Data for the task Start Marker
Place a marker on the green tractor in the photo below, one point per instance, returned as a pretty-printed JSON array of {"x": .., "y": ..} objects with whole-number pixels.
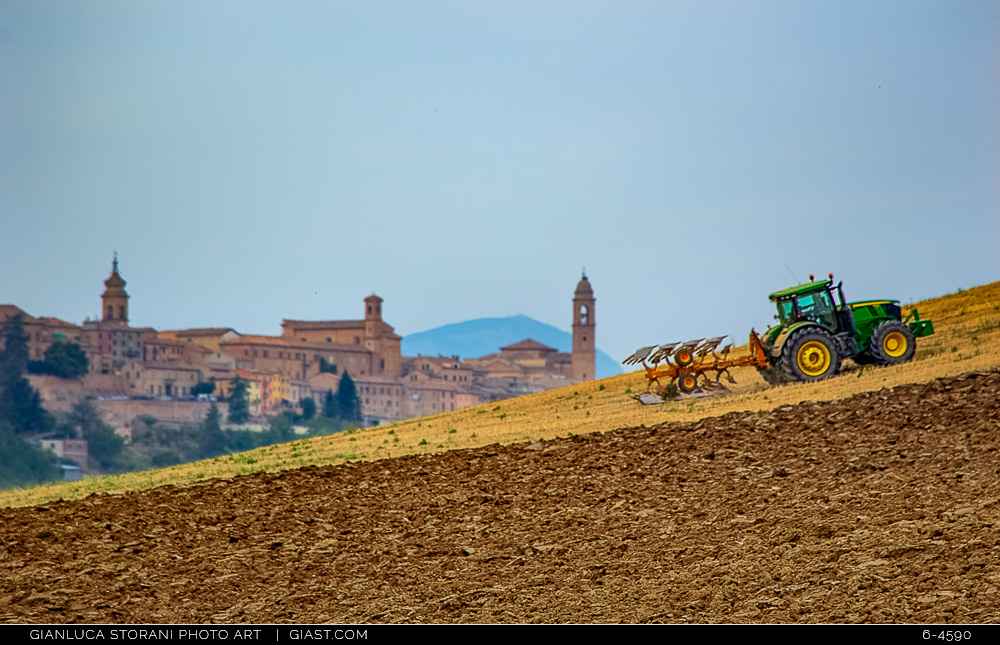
[{"x": 816, "y": 332}]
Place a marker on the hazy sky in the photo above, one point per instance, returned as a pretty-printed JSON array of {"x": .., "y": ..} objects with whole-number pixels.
[{"x": 253, "y": 161}]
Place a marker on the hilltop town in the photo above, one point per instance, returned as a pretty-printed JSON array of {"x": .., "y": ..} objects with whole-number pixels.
[{"x": 175, "y": 375}]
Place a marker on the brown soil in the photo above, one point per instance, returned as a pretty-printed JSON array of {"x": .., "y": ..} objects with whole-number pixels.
[{"x": 879, "y": 508}]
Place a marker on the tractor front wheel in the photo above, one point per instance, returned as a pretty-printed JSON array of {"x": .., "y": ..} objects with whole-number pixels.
[
  {"x": 892, "y": 343},
  {"x": 810, "y": 354}
]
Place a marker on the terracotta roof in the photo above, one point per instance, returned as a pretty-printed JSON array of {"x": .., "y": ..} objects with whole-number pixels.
[
  {"x": 55, "y": 322},
  {"x": 278, "y": 341},
  {"x": 324, "y": 324},
  {"x": 200, "y": 331},
  {"x": 529, "y": 344}
]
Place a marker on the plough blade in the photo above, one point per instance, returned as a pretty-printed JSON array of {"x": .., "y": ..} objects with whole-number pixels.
[
  {"x": 692, "y": 365},
  {"x": 639, "y": 356}
]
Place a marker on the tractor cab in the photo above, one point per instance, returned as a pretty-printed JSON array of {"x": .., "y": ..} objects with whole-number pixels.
[{"x": 813, "y": 302}]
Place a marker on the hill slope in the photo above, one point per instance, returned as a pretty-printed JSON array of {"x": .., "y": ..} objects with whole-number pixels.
[
  {"x": 475, "y": 338},
  {"x": 881, "y": 508}
]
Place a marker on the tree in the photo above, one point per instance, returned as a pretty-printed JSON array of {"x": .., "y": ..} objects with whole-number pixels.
[
  {"x": 104, "y": 446},
  {"x": 84, "y": 417},
  {"x": 15, "y": 348},
  {"x": 308, "y": 408},
  {"x": 280, "y": 429},
  {"x": 66, "y": 359},
  {"x": 20, "y": 404},
  {"x": 239, "y": 401},
  {"x": 348, "y": 404},
  {"x": 22, "y": 463},
  {"x": 205, "y": 387},
  {"x": 213, "y": 440}
]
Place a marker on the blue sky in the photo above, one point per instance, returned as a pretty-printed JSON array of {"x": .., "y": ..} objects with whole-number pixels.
[{"x": 253, "y": 161}]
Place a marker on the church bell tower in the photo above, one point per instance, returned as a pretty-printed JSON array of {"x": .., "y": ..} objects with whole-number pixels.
[
  {"x": 114, "y": 300},
  {"x": 584, "y": 349}
]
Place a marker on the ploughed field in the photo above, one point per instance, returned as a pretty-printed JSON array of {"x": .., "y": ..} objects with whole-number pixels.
[{"x": 884, "y": 507}]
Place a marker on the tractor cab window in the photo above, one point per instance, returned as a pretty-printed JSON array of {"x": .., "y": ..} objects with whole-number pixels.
[
  {"x": 786, "y": 310},
  {"x": 817, "y": 307}
]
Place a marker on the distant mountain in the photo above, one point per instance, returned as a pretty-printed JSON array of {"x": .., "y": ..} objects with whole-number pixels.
[{"x": 475, "y": 338}]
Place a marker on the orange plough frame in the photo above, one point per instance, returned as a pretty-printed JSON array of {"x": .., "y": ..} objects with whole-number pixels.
[{"x": 690, "y": 364}]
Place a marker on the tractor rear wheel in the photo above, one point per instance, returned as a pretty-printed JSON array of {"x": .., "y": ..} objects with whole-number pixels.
[
  {"x": 810, "y": 354},
  {"x": 772, "y": 375},
  {"x": 892, "y": 343}
]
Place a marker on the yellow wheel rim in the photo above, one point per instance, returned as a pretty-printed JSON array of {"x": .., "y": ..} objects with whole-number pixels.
[
  {"x": 894, "y": 344},
  {"x": 814, "y": 358}
]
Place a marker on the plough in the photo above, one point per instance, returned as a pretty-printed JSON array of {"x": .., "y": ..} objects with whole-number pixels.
[
  {"x": 813, "y": 335},
  {"x": 692, "y": 365}
]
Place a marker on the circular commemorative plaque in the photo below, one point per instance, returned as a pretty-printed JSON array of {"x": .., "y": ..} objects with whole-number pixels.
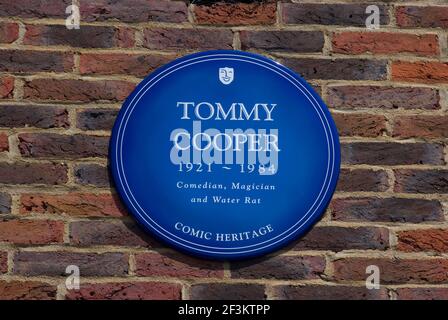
[{"x": 225, "y": 155}]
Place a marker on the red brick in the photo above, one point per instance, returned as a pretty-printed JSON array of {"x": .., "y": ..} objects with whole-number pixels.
[
  {"x": 31, "y": 232},
  {"x": 421, "y": 126},
  {"x": 92, "y": 174},
  {"x": 279, "y": 267},
  {"x": 54, "y": 145},
  {"x": 342, "y": 238},
  {"x": 33, "y": 173},
  {"x": 119, "y": 63},
  {"x": 392, "y": 153},
  {"x": 34, "y": 9},
  {"x": 77, "y": 90},
  {"x": 359, "y": 97},
  {"x": 27, "y": 290},
  {"x": 422, "y": 16},
  {"x": 338, "y": 69},
  {"x": 94, "y": 233},
  {"x": 6, "y": 87},
  {"x": 29, "y": 263},
  {"x": 227, "y": 291},
  {"x": 176, "y": 265},
  {"x": 329, "y": 14},
  {"x": 9, "y": 32},
  {"x": 433, "y": 240},
  {"x": 324, "y": 292},
  {"x": 14, "y": 116},
  {"x": 4, "y": 144},
  {"x": 360, "y": 124},
  {"x": 35, "y": 61},
  {"x": 393, "y": 271},
  {"x": 187, "y": 39},
  {"x": 96, "y": 119},
  {"x": 5, "y": 203},
  {"x": 295, "y": 41},
  {"x": 430, "y": 293},
  {"x": 236, "y": 13},
  {"x": 3, "y": 263},
  {"x": 353, "y": 180},
  {"x": 387, "y": 210},
  {"x": 126, "y": 291},
  {"x": 385, "y": 43},
  {"x": 73, "y": 204},
  {"x": 421, "y": 181},
  {"x": 85, "y": 37},
  {"x": 134, "y": 11},
  {"x": 420, "y": 71}
]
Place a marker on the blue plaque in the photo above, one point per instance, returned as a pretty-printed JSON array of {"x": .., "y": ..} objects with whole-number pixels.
[{"x": 225, "y": 154}]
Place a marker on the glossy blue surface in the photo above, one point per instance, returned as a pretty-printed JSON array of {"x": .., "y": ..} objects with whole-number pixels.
[{"x": 295, "y": 178}]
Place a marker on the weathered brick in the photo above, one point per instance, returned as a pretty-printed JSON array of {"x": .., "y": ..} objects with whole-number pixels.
[
  {"x": 3, "y": 263},
  {"x": 329, "y": 14},
  {"x": 4, "y": 144},
  {"x": 338, "y": 69},
  {"x": 422, "y": 16},
  {"x": 385, "y": 43},
  {"x": 357, "y": 97},
  {"x": 222, "y": 13},
  {"x": 93, "y": 233},
  {"x": 296, "y": 41},
  {"x": 12, "y": 116},
  {"x": 28, "y": 263},
  {"x": 27, "y": 290},
  {"x": 33, "y": 173},
  {"x": 227, "y": 291},
  {"x": 279, "y": 267},
  {"x": 31, "y": 231},
  {"x": 391, "y": 153},
  {"x": 393, "y": 270},
  {"x": 421, "y": 181},
  {"x": 126, "y": 291},
  {"x": 134, "y": 11},
  {"x": 341, "y": 238},
  {"x": 421, "y": 126},
  {"x": 77, "y": 90},
  {"x": 139, "y": 65},
  {"x": 433, "y": 240},
  {"x": 190, "y": 39},
  {"x": 387, "y": 210},
  {"x": 35, "y": 61},
  {"x": 176, "y": 265},
  {"x": 431, "y": 293},
  {"x": 6, "y": 87},
  {"x": 420, "y": 71},
  {"x": 85, "y": 37},
  {"x": 5, "y": 203},
  {"x": 9, "y": 32},
  {"x": 92, "y": 174},
  {"x": 53, "y": 145},
  {"x": 360, "y": 124},
  {"x": 323, "y": 292},
  {"x": 34, "y": 9},
  {"x": 96, "y": 119},
  {"x": 353, "y": 180},
  {"x": 73, "y": 204}
]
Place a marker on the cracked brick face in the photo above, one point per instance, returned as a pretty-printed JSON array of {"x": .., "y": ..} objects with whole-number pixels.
[{"x": 61, "y": 90}]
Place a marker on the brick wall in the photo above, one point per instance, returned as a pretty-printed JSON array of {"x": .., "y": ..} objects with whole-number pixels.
[{"x": 60, "y": 91}]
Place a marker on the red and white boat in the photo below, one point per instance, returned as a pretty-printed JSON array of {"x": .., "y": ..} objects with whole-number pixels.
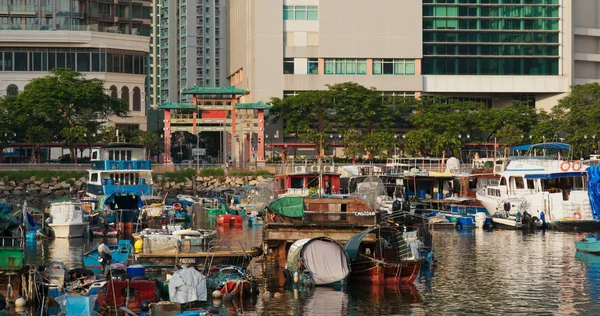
[
  {"x": 230, "y": 219},
  {"x": 384, "y": 255}
]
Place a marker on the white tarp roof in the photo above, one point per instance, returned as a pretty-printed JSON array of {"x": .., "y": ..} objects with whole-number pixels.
[
  {"x": 187, "y": 285},
  {"x": 325, "y": 259}
]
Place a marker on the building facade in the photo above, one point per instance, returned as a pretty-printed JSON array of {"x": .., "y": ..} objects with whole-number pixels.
[
  {"x": 108, "y": 41},
  {"x": 492, "y": 51},
  {"x": 191, "y": 47}
]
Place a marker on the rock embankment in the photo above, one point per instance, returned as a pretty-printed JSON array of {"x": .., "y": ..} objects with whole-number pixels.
[
  {"x": 39, "y": 191},
  {"x": 205, "y": 184}
]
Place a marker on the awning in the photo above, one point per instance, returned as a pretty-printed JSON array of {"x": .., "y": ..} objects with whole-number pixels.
[
  {"x": 554, "y": 146},
  {"x": 289, "y": 206},
  {"x": 555, "y": 175},
  {"x": 354, "y": 242}
]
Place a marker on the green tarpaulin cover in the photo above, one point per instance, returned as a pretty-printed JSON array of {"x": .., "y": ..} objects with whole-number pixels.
[{"x": 290, "y": 206}]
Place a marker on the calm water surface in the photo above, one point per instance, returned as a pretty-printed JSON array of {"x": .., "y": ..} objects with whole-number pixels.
[{"x": 478, "y": 272}]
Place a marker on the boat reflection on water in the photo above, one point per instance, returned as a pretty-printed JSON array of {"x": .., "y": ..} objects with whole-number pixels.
[
  {"x": 592, "y": 266},
  {"x": 384, "y": 299}
]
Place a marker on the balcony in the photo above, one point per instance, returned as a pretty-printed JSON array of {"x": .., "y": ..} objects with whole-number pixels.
[{"x": 122, "y": 165}]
Data for the task End Marker
Task prompt →
From the line holding "Place a marker on the green tarpaulin" to the last line of the entries above, restate each line exactly; include both ends and omit everything else.

Result of the exercise →
Place a marker on the green tarpaulin cover in the photo above, one point per instance, returned as a pretty-printed JSON array of {"x": .., "y": ..} objects with whole-number pixels.
[{"x": 290, "y": 206}]
Place a marker on the calm water surface in the photo above, one point per instance, returned as a pretty-printed JSON array of {"x": .., "y": ..} objects with whole-number pixels.
[{"x": 478, "y": 272}]
Place a marker on the boat reflection on water in the photo above, one point per instance, returned as a pretty-printed JSON array of {"x": .., "y": ..} objects with whole-number pixels.
[
  {"x": 592, "y": 266},
  {"x": 384, "y": 299}
]
Place a marker on the balcony in the photo above, one point per instance, returned as a pretty-printed JSON array of {"x": .., "y": ..} objects with whole-number pixels.
[{"x": 122, "y": 165}]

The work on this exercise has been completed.